IHRE AUFGABEN:
a) Schreiben Sie aus dem Text über die Papierfabriken der Brüder Mahler den Abschnitt von „Selected text“ bis „Werdegang unserer Firma.“ wortgetreu ab.
b) Führen Sie den Text über die Papierfabriken der Brüder Mahler im Anschluss an seinen letzten Satz weiter.

***** TEXT

Tag #117291 - Interview #83047 (Georg Wozasek)

Selected text
Mein Großvater war von den vielen Geschwistern der Jüngste. Er hat mit seinen Brüdern Sigmund und Adolf einen ganzen Papierkonzern aufgebaut. 1931 erschien zum 50. Jubiläum der Firma Brüder Mahler das Büchlein ‚Über Mahler’ - Papier und Pappenfabriken 1881-1931, Der Werdegang unserer Firma.
Und in einer Zeitung erschien folgender Artikel:
‚50 Jahre Papier -und Pappenfabriken Brüder Mahler. Anlässlich des 50jährigen Bestandsjubiläums der Papier -und Pappenfabriken Brüder Mahler (1881-1931) ist eine Jubiläumsschrift erschienen, in der die Geschichte der Papier- und Pappenfabriken in Rennersdorf, Traun, Wieselburg, Ybbs und Weißenberg sowie des landtäflichen Gutes Schloss Weissenberg behandelt wird. Ursprünglich in Kemmelbach als Produktenhandel gegründet, brachte der, als Geschäftszweig betriebene Hadernhandel die Firma mit der in der Nähe befindlichen Papierverbindung in Verbindung. Damit war der Anstoß gegeben, sich mit diesem immer mehr von der Hadernerzeugung auf die maschinelle Fabrikation umstellenden Fabrikszweig zu befassen. Zunächst wurden die Maschinen in der Papiermühle in Rennersdorf verbessert, dann eine in der Nähe von Kemmelbach stillgelegte Säge erworben. Im laufe der Jahre steigerte sich mit der Modernisierung der Maschinen die Produktion, 1903 wurde die seit den Sechzigerjahren des vorigen Jahrhunderts bestehende Fabrik Doktor Franz Feurstein in Traun und kurz darauf die Papierfabrik F. C. Alkier in Wieselburg an der Erlauf erworben. In Traun wurden damals neben anderen Sorten als besondere Spezialität Packseiden- und Zigarettenpapiere erzeugt. Inzwischen waren die Werke in gute Entwicklung gekommen. Die erzeugte Produktion konnte wegen der verlässlichen Qualität leicht verkauft werden und es konnte im Jahre 1913 darangegangen werden, die Fabrikation des Werkes in Rennersdorf zu vervielfachen. Im selben Jahr wurde noch das fünfte Werk, das Halbstockwerk Hofmühle in Weißenberg an der Krems, erworben. In diesem wurden ausschließlich Hadernhalbstoffe erzeugt, ein Halbprodukt, das in der Feinpapierindustrie Verwendung findet und das an Papierfabriken in der ganzen Welt geschickt wurde. In der Jubiläumsschrift ist neben den Gründern Sigmund Mahler und Kommerzialrat Adolf Mahler auch der Nachfolger Kommerzialrat Gottlieb Mahler, Josef Mahler, Kommerzialrat Wilh. Mahler und Ing. Rob. Mahler gedacht, nicht zuletzt aller treuen Mitarbeiter, die bis zum heutigen Tag 25 Jahre oder noch länger in Diensten der Papier- und Pappenfabriken Brüder Mahler stehen.’  
Zuerst war es eine Papierfabrik, dann sind mein Großvater und seine Brüder expandiert und haben Fabriken in Ybbs, Wieselburg, Rennersdorf, Traun und Weissenberg errichtet. Schon damals waren sie überaus bekannt.

**********
***** GESPEICHERTE EINTRÄGE

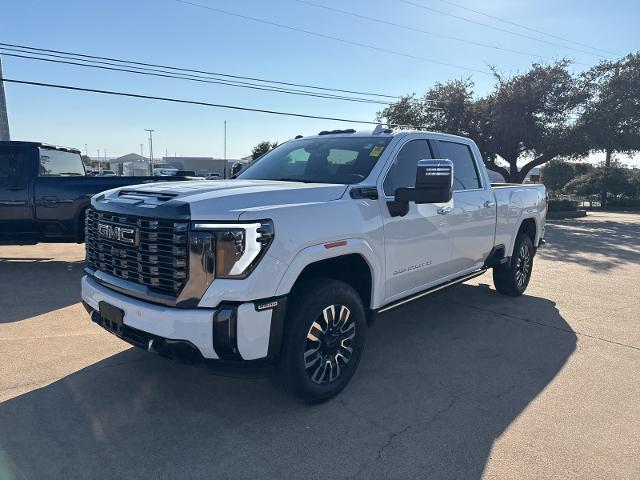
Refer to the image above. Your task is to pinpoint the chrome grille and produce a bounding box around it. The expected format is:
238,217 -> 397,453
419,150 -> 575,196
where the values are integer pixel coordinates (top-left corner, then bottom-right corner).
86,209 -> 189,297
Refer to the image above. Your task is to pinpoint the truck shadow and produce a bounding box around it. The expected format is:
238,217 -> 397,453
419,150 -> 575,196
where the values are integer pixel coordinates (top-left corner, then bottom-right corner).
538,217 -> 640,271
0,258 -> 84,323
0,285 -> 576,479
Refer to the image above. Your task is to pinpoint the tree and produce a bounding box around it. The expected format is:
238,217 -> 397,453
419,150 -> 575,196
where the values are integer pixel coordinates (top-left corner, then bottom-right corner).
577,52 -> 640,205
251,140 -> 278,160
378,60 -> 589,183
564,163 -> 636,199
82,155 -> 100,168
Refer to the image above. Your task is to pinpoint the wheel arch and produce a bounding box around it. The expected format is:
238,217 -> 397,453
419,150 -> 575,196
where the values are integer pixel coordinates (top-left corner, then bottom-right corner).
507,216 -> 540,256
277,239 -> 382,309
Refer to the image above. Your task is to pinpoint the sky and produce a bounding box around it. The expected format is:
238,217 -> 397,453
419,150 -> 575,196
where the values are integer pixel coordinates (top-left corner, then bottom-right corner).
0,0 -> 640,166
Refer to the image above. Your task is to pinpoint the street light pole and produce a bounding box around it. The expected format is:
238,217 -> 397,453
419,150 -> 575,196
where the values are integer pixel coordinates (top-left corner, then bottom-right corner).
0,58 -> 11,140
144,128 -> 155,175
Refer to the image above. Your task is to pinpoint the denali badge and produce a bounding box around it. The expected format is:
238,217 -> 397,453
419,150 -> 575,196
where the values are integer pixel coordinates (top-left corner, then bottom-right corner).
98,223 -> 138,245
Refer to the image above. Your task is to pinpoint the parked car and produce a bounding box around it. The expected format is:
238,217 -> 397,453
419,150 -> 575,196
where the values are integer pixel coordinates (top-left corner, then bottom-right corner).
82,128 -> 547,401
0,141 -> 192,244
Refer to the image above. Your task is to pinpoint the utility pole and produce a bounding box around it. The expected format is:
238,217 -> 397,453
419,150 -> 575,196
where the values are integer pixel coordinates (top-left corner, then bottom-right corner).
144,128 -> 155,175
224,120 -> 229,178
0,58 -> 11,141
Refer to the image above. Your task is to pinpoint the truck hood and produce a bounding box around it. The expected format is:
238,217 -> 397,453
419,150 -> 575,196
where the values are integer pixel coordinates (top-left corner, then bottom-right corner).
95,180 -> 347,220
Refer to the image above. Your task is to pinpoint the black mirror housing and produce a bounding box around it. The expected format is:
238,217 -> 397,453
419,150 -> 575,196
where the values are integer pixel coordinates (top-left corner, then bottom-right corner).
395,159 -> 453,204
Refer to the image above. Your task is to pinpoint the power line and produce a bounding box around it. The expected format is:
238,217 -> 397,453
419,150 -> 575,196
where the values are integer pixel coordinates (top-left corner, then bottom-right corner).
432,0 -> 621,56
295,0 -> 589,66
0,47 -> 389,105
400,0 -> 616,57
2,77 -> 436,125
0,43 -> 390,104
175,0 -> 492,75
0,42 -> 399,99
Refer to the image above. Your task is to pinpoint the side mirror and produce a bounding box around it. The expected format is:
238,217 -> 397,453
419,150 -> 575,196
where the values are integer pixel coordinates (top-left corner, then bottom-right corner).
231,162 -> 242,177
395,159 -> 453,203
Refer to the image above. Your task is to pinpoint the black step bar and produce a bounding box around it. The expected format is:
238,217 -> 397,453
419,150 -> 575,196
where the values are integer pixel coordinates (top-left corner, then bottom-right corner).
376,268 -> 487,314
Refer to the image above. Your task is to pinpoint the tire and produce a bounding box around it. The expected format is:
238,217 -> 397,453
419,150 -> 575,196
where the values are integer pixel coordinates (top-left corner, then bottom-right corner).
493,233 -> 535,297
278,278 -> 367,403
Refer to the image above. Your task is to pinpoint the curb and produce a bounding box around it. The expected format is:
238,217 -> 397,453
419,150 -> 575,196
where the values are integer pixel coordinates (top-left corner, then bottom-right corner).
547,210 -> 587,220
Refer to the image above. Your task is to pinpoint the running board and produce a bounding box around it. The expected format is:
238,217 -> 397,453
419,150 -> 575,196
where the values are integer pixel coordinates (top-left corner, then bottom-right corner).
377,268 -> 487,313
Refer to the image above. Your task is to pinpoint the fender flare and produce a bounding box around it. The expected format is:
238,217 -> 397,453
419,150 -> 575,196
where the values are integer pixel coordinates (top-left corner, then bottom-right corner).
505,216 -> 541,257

**********

ERGEBNISSE JE AUFGABE:
a)
Selected text
Mein Großvater war von den vielen Geschwistern der Jüngste. Er hat mit seinen Brüdern Sigmund und Adolf einen ganzen Papierkonzern aufgebaut. 1931 erschien zum 50. Jubiläum der Firma Brüder Mahler das Büchlein ‚Über Mahler’ - Papier und Pappenfabriken 1881-1931, Der Werdegang unserer Firma.

b)
In Kemmelbach war der Handel mit den Hadern [Lumpen] angesiedelt, und von dort wurden die Fabriken beliefert. Die Lumpen wurden in großen Bottichen, in denen große Steine waren, zerkleinert. Das war im so genannten Kollergang. Danach kamen sie in einen Kocher und wurden gekocht. Dann wurden sie in einem Holländer, in dem sich eine Messerwalze befand, fibrilliert [zerfasert und gemahlen]. Danach wurden sie gebleicht, entwässert, aufgehängt und getrocknet.
Die fertigen Blätter wurden noch einmal verdünnt und im Holländer wieder fibriliert, noch mehr verdünnt und dann kamen sie auf eine Papiermaschine, wo das fertige Blatt formiert und getrocknet wurde. Das ist die Beschreibung der damaligen Papierherstellung in Kurzform. Heutzutage ist das natürlich alles modernisiert.
Im nächsten Bottich befand sich eine Walze mit Messern, und dort wurde der Brei noch mehr zerkleinert. Dann wurde das Produkt gebleicht, herausgeholt und entwässert, aufgehängt und getrocknet. Das waren dann schon richtige Papierblätter. Heutzutage ist das alles modernisiert, aber das Grundprinzip ist gleich geblieben. Die Papierfabriken brauchen Wasser zum Antrieb der Maschinen. Egal wo, alle standen deshalb an einem Fluss.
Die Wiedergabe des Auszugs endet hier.